◆ **Text passage**

————————

Construction of Point in Cartesian Plane with Rational Coordinates

Theorem

Let $\CC$ be a Cartesian plane.

Let $P = \tuple {x, y}$ be a rational point in $\CC$.

Let $x = \dfrac m n$ where $m, n \in \Z_{\ne 0}$ are non-zero integers.

Let $O$ denote the point $\tuple {0, 0}$.

Let $A$ denote the point $\tuple {1, 0}$.

Let $M$ denote the point $\tuple {0, m}$.

Let $N$ denote the point $\tuple {0, n}$.

The $x$-axis is identified with the straight line through $O$ and $A$.

The $y$-axis is constructed as the line perpendicular to $OA$ through $O$.

The line $NA$ is drawn.

Using Construction of Parallel Line, $MQ$ is drawn, where $Q$ is the point of intersection of $MQ$ with the $x$-axis.

————————

◆ **Given data**
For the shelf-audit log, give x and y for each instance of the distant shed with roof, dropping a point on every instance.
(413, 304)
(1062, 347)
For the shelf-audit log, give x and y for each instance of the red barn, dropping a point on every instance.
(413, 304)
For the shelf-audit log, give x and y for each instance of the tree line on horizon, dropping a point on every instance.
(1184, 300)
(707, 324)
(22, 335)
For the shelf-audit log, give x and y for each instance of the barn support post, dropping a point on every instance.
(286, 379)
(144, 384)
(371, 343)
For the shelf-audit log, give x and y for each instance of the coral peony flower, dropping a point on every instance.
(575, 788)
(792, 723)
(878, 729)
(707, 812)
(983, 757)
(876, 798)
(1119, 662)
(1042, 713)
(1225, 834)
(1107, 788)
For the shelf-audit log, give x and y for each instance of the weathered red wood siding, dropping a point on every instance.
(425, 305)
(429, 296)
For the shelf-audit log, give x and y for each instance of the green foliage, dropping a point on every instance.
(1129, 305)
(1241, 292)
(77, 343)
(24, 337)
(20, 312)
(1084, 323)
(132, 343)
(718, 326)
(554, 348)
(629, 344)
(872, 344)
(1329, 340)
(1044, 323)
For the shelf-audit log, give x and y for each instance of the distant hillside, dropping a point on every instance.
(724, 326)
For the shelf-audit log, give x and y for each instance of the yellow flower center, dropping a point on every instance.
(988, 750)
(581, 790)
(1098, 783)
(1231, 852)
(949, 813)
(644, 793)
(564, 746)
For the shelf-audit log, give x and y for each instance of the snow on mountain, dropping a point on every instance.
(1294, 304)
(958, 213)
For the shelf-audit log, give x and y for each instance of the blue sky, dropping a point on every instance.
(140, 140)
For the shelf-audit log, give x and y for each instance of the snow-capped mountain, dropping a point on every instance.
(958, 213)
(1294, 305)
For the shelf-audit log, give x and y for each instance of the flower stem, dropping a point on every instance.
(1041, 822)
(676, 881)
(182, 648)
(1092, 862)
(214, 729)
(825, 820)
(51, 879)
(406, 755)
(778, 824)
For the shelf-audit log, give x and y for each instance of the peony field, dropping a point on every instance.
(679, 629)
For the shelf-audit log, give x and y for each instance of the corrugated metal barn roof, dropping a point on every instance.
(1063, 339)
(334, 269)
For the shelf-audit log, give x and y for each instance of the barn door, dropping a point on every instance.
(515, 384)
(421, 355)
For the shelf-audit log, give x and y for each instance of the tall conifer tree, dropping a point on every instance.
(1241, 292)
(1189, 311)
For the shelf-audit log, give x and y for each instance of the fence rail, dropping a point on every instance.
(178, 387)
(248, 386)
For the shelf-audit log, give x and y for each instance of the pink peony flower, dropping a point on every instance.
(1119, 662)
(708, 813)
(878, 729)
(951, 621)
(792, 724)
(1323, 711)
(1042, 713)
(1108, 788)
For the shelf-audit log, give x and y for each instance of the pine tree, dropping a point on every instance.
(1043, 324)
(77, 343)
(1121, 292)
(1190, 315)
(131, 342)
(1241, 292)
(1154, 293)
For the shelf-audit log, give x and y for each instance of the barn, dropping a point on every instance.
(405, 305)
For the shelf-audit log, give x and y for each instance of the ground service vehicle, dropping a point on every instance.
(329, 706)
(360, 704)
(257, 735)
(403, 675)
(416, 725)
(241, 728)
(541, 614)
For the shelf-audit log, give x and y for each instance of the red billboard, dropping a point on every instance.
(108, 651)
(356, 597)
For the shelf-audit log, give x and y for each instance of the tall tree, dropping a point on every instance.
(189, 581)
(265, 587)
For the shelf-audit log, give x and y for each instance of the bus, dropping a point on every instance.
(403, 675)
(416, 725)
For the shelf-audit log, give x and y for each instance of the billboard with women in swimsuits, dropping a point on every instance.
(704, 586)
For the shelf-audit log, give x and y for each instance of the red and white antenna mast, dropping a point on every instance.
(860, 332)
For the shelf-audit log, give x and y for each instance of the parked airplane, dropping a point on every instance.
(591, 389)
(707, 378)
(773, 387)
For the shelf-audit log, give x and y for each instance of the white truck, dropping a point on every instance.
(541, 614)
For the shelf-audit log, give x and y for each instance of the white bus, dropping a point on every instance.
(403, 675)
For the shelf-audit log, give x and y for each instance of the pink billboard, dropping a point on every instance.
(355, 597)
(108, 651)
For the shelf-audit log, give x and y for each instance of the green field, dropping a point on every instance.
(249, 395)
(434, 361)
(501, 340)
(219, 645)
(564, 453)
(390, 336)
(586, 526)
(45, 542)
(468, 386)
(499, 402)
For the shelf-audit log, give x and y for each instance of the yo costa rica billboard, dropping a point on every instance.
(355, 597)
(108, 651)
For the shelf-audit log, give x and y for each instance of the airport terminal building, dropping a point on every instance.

————————

◆ **Exercise**
Write out, word for word, the part of the rational point construction text that begins at "Let $A$ denote" and ends after "through $O$ and $A$.". The data isn't needed for any of this work.

◆ **Final answer**
Let $A$ denote the point $\tuple {1, 0}$.

Let $M$ denote the point $\tuple {0, m}$.

Let $N$ denote the point $\tuple {0, n}$.

The $x$-axis is identified with the straight line through $O$ and $A$.